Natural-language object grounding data
---*---

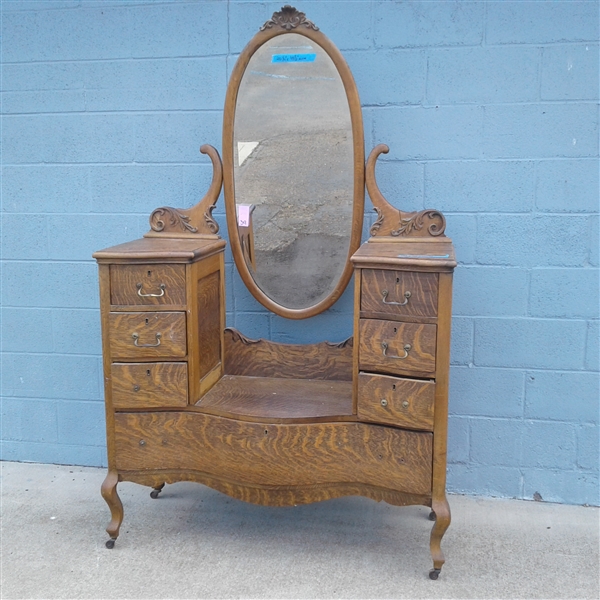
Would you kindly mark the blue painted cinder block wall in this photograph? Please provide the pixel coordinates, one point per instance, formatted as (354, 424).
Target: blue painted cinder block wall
(490, 110)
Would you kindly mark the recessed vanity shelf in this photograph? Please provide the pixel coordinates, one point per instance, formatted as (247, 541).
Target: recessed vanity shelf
(188, 399)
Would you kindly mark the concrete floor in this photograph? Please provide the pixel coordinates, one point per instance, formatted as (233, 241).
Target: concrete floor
(196, 543)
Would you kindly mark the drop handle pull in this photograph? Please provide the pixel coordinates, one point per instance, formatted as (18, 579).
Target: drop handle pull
(385, 293)
(136, 337)
(162, 287)
(407, 349)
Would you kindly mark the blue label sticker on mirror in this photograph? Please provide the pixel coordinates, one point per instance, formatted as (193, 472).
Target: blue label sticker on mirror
(293, 58)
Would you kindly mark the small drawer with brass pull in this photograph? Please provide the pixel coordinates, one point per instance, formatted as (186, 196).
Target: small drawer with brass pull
(155, 285)
(149, 385)
(147, 335)
(397, 348)
(396, 401)
(398, 293)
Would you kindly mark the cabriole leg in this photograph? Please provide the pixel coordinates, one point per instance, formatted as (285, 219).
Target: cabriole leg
(155, 491)
(441, 509)
(109, 493)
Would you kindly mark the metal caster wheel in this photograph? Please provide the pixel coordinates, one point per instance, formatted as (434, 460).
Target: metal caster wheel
(157, 490)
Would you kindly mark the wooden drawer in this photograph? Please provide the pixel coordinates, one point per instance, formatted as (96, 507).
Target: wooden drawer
(155, 285)
(276, 455)
(147, 335)
(398, 293)
(403, 402)
(149, 385)
(397, 348)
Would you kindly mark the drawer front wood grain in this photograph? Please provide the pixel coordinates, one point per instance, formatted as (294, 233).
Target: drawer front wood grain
(154, 285)
(276, 455)
(397, 348)
(399, 293)
(147, 335)
(149, 385)
(402, 402)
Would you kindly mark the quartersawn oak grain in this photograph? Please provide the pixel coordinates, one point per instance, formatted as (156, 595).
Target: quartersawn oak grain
(408, 402)
(420, 358)
(275, 495)
(263, 358)
(155, 285)
(149, 385)
(170, 326)
(277, 400)
(422, 288)
(276, 455)
(285, 440)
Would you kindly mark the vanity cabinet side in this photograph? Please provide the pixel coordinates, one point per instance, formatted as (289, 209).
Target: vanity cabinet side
(162, 311)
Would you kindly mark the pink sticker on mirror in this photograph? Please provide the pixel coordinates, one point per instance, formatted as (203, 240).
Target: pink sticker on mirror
(243, 215)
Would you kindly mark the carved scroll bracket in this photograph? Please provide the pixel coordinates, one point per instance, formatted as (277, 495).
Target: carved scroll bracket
(196, 222)
(392, 222)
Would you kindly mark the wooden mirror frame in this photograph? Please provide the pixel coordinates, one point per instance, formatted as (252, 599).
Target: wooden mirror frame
(289, 20)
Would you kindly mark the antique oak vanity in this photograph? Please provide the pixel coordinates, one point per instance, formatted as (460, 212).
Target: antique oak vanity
(269, 423)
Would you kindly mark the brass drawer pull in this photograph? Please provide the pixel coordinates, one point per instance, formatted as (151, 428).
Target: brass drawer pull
(384, 346)
(162, 287)
(136, 337)
(385, 293)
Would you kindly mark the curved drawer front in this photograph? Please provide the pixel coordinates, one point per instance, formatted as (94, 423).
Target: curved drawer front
(149, 385)
(396, 294)
(143, 285)
(147, 335)
(397, 348)
(276, 455)
(396, 401)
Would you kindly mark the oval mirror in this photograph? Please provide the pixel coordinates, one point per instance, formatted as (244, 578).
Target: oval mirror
(293, 170)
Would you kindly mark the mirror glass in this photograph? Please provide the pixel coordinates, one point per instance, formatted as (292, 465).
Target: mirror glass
(293, 171)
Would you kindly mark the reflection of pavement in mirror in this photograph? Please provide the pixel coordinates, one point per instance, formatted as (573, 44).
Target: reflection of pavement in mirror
(294, 163)
(301, 274)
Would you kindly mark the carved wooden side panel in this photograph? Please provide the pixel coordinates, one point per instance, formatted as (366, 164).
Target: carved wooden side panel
(209, 323)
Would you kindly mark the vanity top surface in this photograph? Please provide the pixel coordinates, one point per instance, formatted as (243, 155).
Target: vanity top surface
(176, 250)
(277, 400)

---*---

> **Exercise instructions**
Verbatim copy without images: write the records above out in full.

> **Result of the task**
Would you kindly mark the blue painted cinder block wall in this photograph? Please provide the pixel coordinates, one point per instance, formatted as (354, 424).
Target: blue painted cinder block wall
(490, 110)
Would you kindly mark the recessed vanity shelf in this photograph? Please provide the pixel coordinates, one point per instance, formatted as (247, 541).
Target: recessed vanity shelf
(188, 399)
Would you kindly mark the concrete floor in this photograph? Please provide the pixel coordinates, one point per instance, formatted as (233, 241).
Target: concrete floor
(196, 543)
Would you kindly mark the drop handle pull in this photograph? Please provide the pixel coordinates, one point per instance, formatted as (18, 579).
Target: drop handle pull
(385, 293)
(136, 337)
(162, 287)
(407, 349)
Would you kindly mark the blue label sticker on mirror in this photograph? Please provide the pixel coordinates, one point per instance, formatted as (193, 472).
Target: blue label sticker on mirror
(293, 58)
Would you kindly mark the small drawer with brass pull in this photograph? Please provide the pixel coordinates, one point per instance, formatted as (186, 196).
Target: small drawer with brass pull
(155, 285)
(149, 385)
(147, 335)
(397, 348)
(396, 401)
(398, 293)
Would you kindly mark the cabriole leg in this photograph? Please provide the pixel coordinates, one point per instance, formatted as (285, 219).
Target: cabriole leg
(155, 491)
(441, 509)
(109, 493)
Would you kindly mark the metal caster wheel in this photograph? Please provide the pixel coordinates, one point per instance, formatted as (434, 460).
Target: metal caster wheel
(157, 490)
Would you kindly mark the wooden drawer in this photograph? Please provide the pixel coordinates, one point per instance, formatted as (96, 507).
Target: wooden drawer
(155, 285)
(276, 455)
(147, 335)
(398, 293)
(403, 402)
(149, 385)
(397, 348)
Would you kindly mark the drawer front wood grain in this photograph? Please provide the pixel coordinates, one point per instance, formatted as (294, 233).
Target: drawer front wood grain
(154, 285)
(276, 455)
(397, 348)
(399, 293)
(147, 335)
(149, 385)
(402, 402)
Would you kindly mark the quartersawn oak grain in this photograph? Please provide the pixel coordinates, one point per instance, formatted as (156, 595).
Target: quartersawn oak grain
(408, 402)
(420, 358)
(275, 495)
(263, 358)
(155, 285)
(149, 385)
(170, 326)
(277, 400)
(422, 288)
(276, 455)
(285, 440)
Would you kindly mark the vanity cabinet side in this photograph? Please provide the pixel coordinates, one point per instance, formatted as (289, 209).
Target: vanity cabinet side
(162, 311)
Would you kindly mark the pink sticker on mirror in this photograph? Please provide the pixel coordinates, one point per instance, formatted as (203, 240).
Target: pink sticker on mirror
(243, 215)
Would you kindly mark the carved scroll bracket in this photograph? Please provide the pixel coordinates, one point per instance, formatted as (277, 495).
Target: carved scroll bracket
(196, 222)
(392, 222)
Would you kindly mark the wooden mirror frame in this photograph? Please provide the pixel coordinates, one point per instance, formatted as (252, 599).
Target: wooden mirror frame
(289, 20)
Would you kindly mark the antique oak vanity in this photograph? Please provide the pixel coordinates, one point per instance, formatted as (460, 212).
Target: antique oak vanity
(269, 423)
Would you kindly mark the brass drawer pull in this photograph? Please provide the pixel coordinates, one point per instance, formatted as (151, 428).
Target: brass drawer pull
(384, 346)
(162, 287)
(136, 337)
(385, 293)
Would you kindly mark the curved drawer front in this photograph? Please provide the pixel coordinates, one point per instance, formatted as (94, 423).
Target: curved drawer front
(149, 385)
(396, 294)
(143, 285)
(147, 335)
(397, 348)
(276, 455)
(396, 401)
Would you kindly mark the oval mirror in this photograph? Please provide the pixel coordinates, one point per instance, formatted as (244, 578).
Target: oval mirror
(293, 170)
Would you kindly mark the mirror glass in this photograph? Please provide the pixel coordinates, one point per instance, formatted as (292, 465).
Target: mirror glass
(293, 171)
Would you kindly mark the reflection of pavement in mirror in this photograph? Please provide the pixel coordinates, one point per instance, formatted as (573, 44).
Target: reflection of pavement in mirror
(294, 163)
(301, 274)
Would you kindly mark the carved wooden side panel in this photograph? Please provide the pixel coordinates, one point per instance, formatted as (366, 164).
Target: carved wooden side panel
(209, 323)
Would you kindly mark the vanity top surface in this photograph? Please provide the pixel coordinates, one point per instance, formatted as (243, 155).
Target: vanity top surface
(176, 250)
(277, 400)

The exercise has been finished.